[Dataset material about object locations]
━━━━━━━━━━━━━━━━

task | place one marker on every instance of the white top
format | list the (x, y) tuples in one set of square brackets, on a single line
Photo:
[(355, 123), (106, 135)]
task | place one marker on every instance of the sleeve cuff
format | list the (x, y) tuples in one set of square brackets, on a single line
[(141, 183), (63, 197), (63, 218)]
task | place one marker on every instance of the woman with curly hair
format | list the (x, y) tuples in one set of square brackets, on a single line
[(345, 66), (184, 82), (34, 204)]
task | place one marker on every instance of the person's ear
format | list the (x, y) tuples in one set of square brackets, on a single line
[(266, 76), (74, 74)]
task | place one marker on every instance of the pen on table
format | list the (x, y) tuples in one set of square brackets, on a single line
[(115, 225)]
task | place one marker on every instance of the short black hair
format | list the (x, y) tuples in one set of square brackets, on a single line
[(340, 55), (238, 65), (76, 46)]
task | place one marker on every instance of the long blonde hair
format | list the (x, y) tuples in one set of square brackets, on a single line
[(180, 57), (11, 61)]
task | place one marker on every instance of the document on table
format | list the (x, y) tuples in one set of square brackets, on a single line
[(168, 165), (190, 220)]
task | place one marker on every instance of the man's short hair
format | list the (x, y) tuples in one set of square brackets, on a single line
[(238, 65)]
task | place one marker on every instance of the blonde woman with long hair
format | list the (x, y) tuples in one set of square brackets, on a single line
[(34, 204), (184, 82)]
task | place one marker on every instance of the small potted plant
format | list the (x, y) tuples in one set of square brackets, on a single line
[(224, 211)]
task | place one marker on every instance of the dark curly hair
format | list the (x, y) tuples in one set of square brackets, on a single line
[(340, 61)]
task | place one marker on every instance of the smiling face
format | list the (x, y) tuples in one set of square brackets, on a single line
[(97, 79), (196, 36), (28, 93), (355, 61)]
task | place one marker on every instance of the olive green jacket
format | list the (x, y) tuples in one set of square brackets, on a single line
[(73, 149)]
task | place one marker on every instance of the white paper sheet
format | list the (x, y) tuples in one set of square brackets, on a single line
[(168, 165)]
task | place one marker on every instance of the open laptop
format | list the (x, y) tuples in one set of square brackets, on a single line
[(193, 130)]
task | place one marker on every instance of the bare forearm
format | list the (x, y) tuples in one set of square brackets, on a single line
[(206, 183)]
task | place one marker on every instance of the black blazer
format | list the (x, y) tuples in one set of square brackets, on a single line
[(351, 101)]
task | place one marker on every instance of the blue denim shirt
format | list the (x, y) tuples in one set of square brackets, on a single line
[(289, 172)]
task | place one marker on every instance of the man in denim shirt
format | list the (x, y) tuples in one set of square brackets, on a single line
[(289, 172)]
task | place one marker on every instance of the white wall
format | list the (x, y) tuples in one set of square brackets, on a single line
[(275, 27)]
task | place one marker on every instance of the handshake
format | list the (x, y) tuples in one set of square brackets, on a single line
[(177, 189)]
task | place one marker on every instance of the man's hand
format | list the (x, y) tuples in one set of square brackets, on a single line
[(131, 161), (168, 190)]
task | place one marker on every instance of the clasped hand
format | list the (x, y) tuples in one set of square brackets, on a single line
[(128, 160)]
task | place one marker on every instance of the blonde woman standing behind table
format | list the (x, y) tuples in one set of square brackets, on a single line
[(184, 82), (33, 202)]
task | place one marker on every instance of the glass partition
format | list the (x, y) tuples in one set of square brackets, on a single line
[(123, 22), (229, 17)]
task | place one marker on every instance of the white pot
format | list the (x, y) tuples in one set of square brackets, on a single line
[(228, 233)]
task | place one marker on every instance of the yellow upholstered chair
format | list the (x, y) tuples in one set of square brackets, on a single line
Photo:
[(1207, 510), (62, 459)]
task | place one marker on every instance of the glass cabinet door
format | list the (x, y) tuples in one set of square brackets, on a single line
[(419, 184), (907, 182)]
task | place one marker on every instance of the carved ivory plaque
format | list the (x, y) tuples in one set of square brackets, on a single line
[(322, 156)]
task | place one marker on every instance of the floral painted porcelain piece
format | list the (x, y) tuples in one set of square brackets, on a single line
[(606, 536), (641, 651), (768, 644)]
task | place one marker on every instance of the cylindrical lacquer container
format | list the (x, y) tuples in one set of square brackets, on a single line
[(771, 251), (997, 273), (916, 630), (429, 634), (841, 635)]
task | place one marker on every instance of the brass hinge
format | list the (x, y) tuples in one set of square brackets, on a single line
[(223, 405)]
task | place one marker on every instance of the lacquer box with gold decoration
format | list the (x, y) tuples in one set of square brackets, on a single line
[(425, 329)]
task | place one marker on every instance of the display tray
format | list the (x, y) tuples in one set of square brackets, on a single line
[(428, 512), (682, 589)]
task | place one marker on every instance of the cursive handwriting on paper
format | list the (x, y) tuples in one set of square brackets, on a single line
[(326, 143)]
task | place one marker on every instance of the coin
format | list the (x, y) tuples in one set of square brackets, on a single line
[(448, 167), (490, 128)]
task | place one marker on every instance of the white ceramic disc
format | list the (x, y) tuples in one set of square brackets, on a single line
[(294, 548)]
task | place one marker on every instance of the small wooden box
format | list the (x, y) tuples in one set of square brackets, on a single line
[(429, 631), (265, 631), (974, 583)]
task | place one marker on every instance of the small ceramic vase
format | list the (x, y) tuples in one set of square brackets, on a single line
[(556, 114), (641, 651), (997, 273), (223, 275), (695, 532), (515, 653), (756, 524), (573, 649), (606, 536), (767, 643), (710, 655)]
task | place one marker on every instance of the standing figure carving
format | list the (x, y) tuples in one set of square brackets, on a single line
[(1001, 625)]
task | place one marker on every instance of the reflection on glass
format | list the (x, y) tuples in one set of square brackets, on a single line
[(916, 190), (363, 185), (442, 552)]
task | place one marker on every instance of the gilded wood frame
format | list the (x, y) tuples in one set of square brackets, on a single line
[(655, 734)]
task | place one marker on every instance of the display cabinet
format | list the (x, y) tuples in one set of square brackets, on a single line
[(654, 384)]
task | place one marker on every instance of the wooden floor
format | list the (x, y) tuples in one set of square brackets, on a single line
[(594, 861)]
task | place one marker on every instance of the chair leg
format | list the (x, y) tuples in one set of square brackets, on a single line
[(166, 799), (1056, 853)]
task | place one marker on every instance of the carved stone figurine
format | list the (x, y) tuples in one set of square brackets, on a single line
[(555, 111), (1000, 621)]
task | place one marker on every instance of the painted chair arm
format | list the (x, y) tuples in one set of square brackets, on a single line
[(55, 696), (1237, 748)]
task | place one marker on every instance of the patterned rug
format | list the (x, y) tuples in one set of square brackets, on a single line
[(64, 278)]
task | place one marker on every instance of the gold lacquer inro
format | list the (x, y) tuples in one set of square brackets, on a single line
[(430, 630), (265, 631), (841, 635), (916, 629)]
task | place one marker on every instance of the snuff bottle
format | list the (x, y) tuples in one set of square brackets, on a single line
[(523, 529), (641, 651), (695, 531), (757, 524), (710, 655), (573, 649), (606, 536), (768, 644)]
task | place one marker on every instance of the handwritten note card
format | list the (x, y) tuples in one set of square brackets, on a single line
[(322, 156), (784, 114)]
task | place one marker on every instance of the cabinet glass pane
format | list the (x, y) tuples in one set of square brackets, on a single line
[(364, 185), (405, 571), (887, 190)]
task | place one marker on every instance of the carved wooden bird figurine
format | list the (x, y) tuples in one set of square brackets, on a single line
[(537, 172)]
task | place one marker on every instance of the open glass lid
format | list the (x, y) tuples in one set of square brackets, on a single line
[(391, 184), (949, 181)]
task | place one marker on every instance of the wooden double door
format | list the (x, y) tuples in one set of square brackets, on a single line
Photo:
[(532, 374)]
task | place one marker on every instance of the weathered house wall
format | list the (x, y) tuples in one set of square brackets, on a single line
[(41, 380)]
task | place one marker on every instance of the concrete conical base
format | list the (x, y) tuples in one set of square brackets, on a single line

━━━━━━━━━━━━━━━━

WHAT THE TASK ASKS: Reproduce all of the material above word for word, keeping each line as it appears.

SOLUTION:
task | place one marker on every instance of the white top
format | list the (x, y) tuples in one set of square brackets, on a single line
Photo:
[(355, 123), (106, 135)]
task | place one marker on every instance of the sleeve cuff
format | list the (x, y) tuples in one set of square brackets, on a single line
[(141, 183), (63, 197), (63, 218)]
task | place one marker on every instance of the woman with curly hair
format | list the (x, y) tuples in one set of square brackets, on a single line
[(345, 66), (184, 82), (34, 204)]
task | place one marker on every instance of the person's ear
format | list the (x, y) tuples in one set of square brackets, on a single line
[(266, 76), (74, 74)]
task | place one marker on every instance of the pen on table
format | list the (x, y) tuples in one set of square brackets, on a single line
[(115, 225)]
task | place one marker on every instance of the short black hair
format | list the (x, y) tuples in one set of square brackets, on a single line
[(340, 55), (238, 65), (76, 46)]
task | place one marker on every instance of the long blonde hair
format | list the (x, y) tuples in one set of square brackets, on a single line
[(180, 57), (11, 61)]
task | place one marker on every instance of the document on table
format | list the (x, y) tuples in one set of square brackets, on a single line
[(168, 165), (190, 220)]
task | place one marker on every instance of the man's short hair
format | list the (x, y) tuples in one set of square brackets, on a single line
[(238, 65)]
task | place one marker on every instance of the blonde woman with long hair
format | list the (x, y) tuples in one set of square brackets, on a single line
[(34, 204), (184, 82)]
task | place one marker on every instance of the small potted plant
format | list the (x, y) tuples in one set of square brackets, on a single line
[(224, 211)]
task | place one marker on every instance of the dark curly hair
format | list the (x, y) tuples in one set of square brackets, on a single line
[(340, 61)]
task | place one marker on every instance of the smiling face
format | list the (x, y) tuples in one set of square brackets, on a single line
[(97, 79), (196, 36), (28, 93), (355, 61)]
task | place one marker on every instance of the olive green jacket
format | list the (x, y) tuples in one set of square brackets, on a single line
[(73, 149)]
task | place one marker on every instance of the white paper sheet
format | list the (x, y) tuples in one set of square brackets, on a single line
[(168, 165)]
task | place one marker on every instance of the open laptop
format | list the (x, y) tuples in one set of square brackets, on a single line
[(193, 130)]
task | place one marker on every instance of the bare forearm
format | list the (x, y) tuples in one set of square brackets, on a single line
[(206, 183)]
task | place one marker on every instance of the black blazer
format | list the (x, y) tuples in one set of square brackets, on a single line
[(351, 101)]
task | place one marker on every instance of the blue denim shirt
format | list the (x, y) tuples in one set of square brackets, on a single line
[(289, 172)]
task | place one marker on every instance of the man in denim shirt
format | list the (x, y) tuples in one set of square brackets, on a single line
[(289, 172)]
task | place one marker on every instance of the white wall
format | list the (x, y) tuples in one set of square brackets, on a single line
[(275, 27)]
task | place one marker on every instance of the handshake
format | list the (x, y) tuples in one set of square brackets, on a single line
[(177, 189)]
task | place one marker on every instance of the man's hand
format | list the (x, y) tuples in one set of square brackets, on a single line
[(131, 161), (168, 190)]
task | place one marker on every instance of the clasped hand
format | list the (x, y) tuples in one set of square brackets, on a single line
[(128, 160)]
task | place one marker on every instance of the blonde woman standing behind table
format | list the (x, y) tuples in one set of square brackets, on a single line
[(184, 82), (33, 202)]
task | place one marker on every instance of the glass partition
format | list the (x, y) tuples in one set of square brackets, on a single line
[(123, 22), (229, 17)]
task | place one marker on every instance of the white pot
format | list the (x, y) tuples in one set of square brackets, on a single line
[(228, 233)]
task | place one marker on every instance of the yellow upholstered chair
format | list the (x, y) tuples in one set of square brackets, on a single line
Photo:
[(1207, 510), (62, 459)]
task | place one marker on every instance of the glass cabinet door
format | list the (x, y) tuples in one set of square brackets, on a single line
[(419, 184), (907, 182)]
task | place one marker on every instance of the carved ivory plaque
format | list the (x, y) tuples in one set of square brackets, on a single line
[(322, 156)]
task | place one marker on every instance of the floral painted porcelain piece
format | list the (x, y) tuples in one set of square brackets, on a single line
[(606, 536), (641, 651), (768, 644)]
task | place one marker on every instance of the cylindrical lacquer container
format | list the (x, y) tuples in one set of square brackets, on a single line
[(771, 251), (997, 273), (916, 630), (429, 634), (841, 635)]
task | place one marker on every instance of the brass hinge
format | list the (x, y) tuples in one set of square brackets, on a single line
[(223, 405)]
task | place one marker on every instance of the lacquer box with gold decoration
format | list the (x, y) tuples in one set of square brackets, on a single line
[(425, 329)]
task | place one marker on every instance of the display tray
format | list the (x, y) tuples in one set of square brackets, on a single line
[(428, 512), (682, 589)]
task | place one marker on every instance of the cursive handwriting on paper
format | list the (x, y) tuples in one set of square brackets, on a single line
[(326, 143)]
task | place one marker on every instance of the coin
format | list the (x, y) tuples in one set of square brackets, on a single line
[(448, 167), (490, 128)]
task | place one marker on every instance of the white ceramic disc
format | list the (x, y) tuples in one set of square brackets, on a single line
[(294, 548)]
task | place one marker on every instance of the small wooden box
format | list the (x, y) tuples in one set of square brackets, on a single line
[(429, 631), (265, 631), (974, 583)]
task | place one marker on every instance of the small ceramic vase
format | list the (x, y) tuples in one set of square brackets, on a single line
[(556, 114), (641, 651), (997, 273), (223, 275), (695, 532), (515, 653), (756, 524), (573, 649), (606, 536), (767, 643), (710, 655)]
task | place one marker on every instance of the standing figure carving
format | list the (x, y) tuples in one set of square brackets, on a single line
[(1001, 625)]
task | place one marker on every instance of the reflection on glass
format | list the (x, y) tuples in one set of square brackets, on a single line
[(916, 190), (363, 185), (442, 552)]
task | place one marker on every instance of the gilded wood frame
format | list the (x, y) tuples in one set of square brackets, on a single line
[(655, 734)]
task | place one marker on every instance of the display cabinet
format | list the (x, y) tuples in one set of square brackets, on a single line
[(654, 384)]
task | place one marker on every instance of the wooden floor
format | list the (x, y) tuples in one set of square brackets, on a single line
[(594, 861)]
task | place one marker on every instance of the chair leg
format | list the (x, y) tuples in one set of square brackets, on a single line
[(166, 799), (1056, 853)]
task | place one marker on every instance of the carved stone figurine
format | list the (x, y) tuples in one set of square brackets, on a single line
[(555, 111), (1000, 621)]
task | place one marker on every instance of the painted chair arm
format | list the (x, y) tuples in one set of square brackets, on a single line
[(55, 696), (1237, 748)]
task | place one marker on every instance of the patterned rug
format | list the (x, y) tuples in one set of square brackets, on a single line
[(64, 278)]
task | place one marker on every instance of the gold lacquer inro
format | list the (x, y) tuples in one set of square brackets, on a single line
[(430, 630), (265, 631), (841, 635), (916, 629)]
task | place one marker on every instance of the snuff bottle
format | list the (x, y) tuples in one set of square brackets, on a single line
[(523, 529), (641, 651), (695, 531), (757, 524), (710, 655), (573, 649), (606, 536), (768, 644)]
task | place one marker on every instance of the handwritten note card
format | list the (x, y) tuples in one set of square brackets, on a single line
[(322, 156), (784, 114)]
task | place one marker on every instance of the cabinet glass pane
format | list the (x, y) tuples in one set of square brackets, on a single line
[(364, 185), (405, 571), (887, 190)]
task | place one marker on every instance of the carved wooden bird figurine
format | list the (x, y) tuples in one set of square brackets, on a single line
[(537, 172)]
task | place one marker on every instance of the open glass lid
format | list the (x, y) tuples in one set of square brackets, on a single line
[(391, 184), (949, 181)]
task | place one marker on every instance of the wooden double door
format | list the (x, y) tuples in one set of square brackets, on a single line
Photo:
[(532, 374)]
task | place one marker on every instance of the weathered house wall
format | list the (x, y) tuples in one set of square brackets, on a single line
[(41, 380)]
task | place one marker on every instance of the concrete conical base
format | list the (x, y) tuples in one set of square brackets, on a single line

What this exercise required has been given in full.